• [Problems and tasks]:
1. Please print the stretch of the student debt relief passage from "In other words, it" through "is clearly stronger.".
2. Continue the student debt relief passage from its last sentence.

• [Source excerpt]:
■ ■ ■ ■

In other words, it was about political tactics as much as the law, but it didn’t work. In terms of legal language, the HEA argument is clearly stronger.
(There’s a minor detail that, under the rules, the Education Department must consult with the Justice Department about any forgiveness totaling more than $1 million, but that’s easily done.)
What it would take to invoke the Higher Education Act to forgive student debt is a source of controversy. On one side, advocates say it could be done immediately, using the broad discretionary authority of the statute, and framing it as an “order” rather than a “rule,” which has a lower standard for administrative procedure. However, the Biden administration has long desired to confine debt relief to needier borrowers, which requires some form of means testing, and an application to boot.
A letter sent by advocates to the White House in May suggests that, because the government has already collected this information for the initial student debt cancellation program—which 16 million borrowers filled out—the secretary could immediately act for those borrowers. But the administration is not taking this approach. It has instead decided to engage in the “negotiated rulemaking” process to hammer out regulations governing debt relief under the HEA.

■ ■ ■ ■

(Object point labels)
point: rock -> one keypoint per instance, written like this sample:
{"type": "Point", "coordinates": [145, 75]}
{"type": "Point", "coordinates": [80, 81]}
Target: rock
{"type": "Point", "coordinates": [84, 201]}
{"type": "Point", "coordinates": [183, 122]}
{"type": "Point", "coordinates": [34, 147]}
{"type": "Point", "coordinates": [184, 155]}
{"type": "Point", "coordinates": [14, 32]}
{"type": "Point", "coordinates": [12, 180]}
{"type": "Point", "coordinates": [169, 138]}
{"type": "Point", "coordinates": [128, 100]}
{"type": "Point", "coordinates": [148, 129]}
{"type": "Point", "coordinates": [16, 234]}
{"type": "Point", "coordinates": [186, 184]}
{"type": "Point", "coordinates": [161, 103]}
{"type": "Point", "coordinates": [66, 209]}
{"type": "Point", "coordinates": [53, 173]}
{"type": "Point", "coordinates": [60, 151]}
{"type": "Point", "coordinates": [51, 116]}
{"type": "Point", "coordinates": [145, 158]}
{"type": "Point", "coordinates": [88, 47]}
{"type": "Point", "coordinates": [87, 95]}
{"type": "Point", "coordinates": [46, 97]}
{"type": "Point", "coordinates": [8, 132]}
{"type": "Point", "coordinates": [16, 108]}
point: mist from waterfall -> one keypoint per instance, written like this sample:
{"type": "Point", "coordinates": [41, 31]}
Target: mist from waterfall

■ ■ ■ ■

• [Task-by-task answers]:
1.
In other words, it was about political tactics as much as the law, but it didn’t work. In terms of legal language, the HEA argument is clearly stronger.

2.
This was actually a live controversy from back when talk of debt relief first came up. It was discussed extensively in a January 2020 letter from the Legal Services Center at Harvard Law School to then-presidential candidate Elizabeth Warren, when she announced her debt cancellation plan. It’s monstrously complicated, but I will try to explain.
To be clear, the administration could have initiated this rulemaking on January 20, 2021, and it would almost certainly have been done by now.
Though the HEA contains compromise and settlement authority, the Federal Claims Collection Act also purports to lay out when the government can collect, and settle, a federal debt. The FCCA does not supplant the secretary of education’s separate authority to cancel debts; however, regulations put forward by the department have occasionally referenced the FCCA and its implementing rules (known as the Federal Claims Collection Standards, or FCCS). For example, a 2016 Education Department rule said that the secretary can compromise, suspend, or terminate debts “under the provisions of the FCCS.” Those provisions are somewhat circumscribed and would not necessarily permit blanket forgiveness.
Both the Legal Services Center at Harvard and the advocates who wrote the White House in May do not believe that this limited the secretary’s authority. But of course, six unelected hacks in robes will give the final answer on that. One way out for the department is to rewrite the 2016 rule, to clarify its compromise and settlement authority.
This is what the department appears to be going with. Last Friday, it put out a hearing announcement for July 18, kicking off the negotiated rulemaking process. As is standard for Education Department regulations, negotiated rulemaking brings together “organizations or groups with interests that are significantly affected by the subject matter of the proposed regulations.” They have one or several sessions discussing the proposed rules, and then the department makes a determination, taking these viewpoints into account.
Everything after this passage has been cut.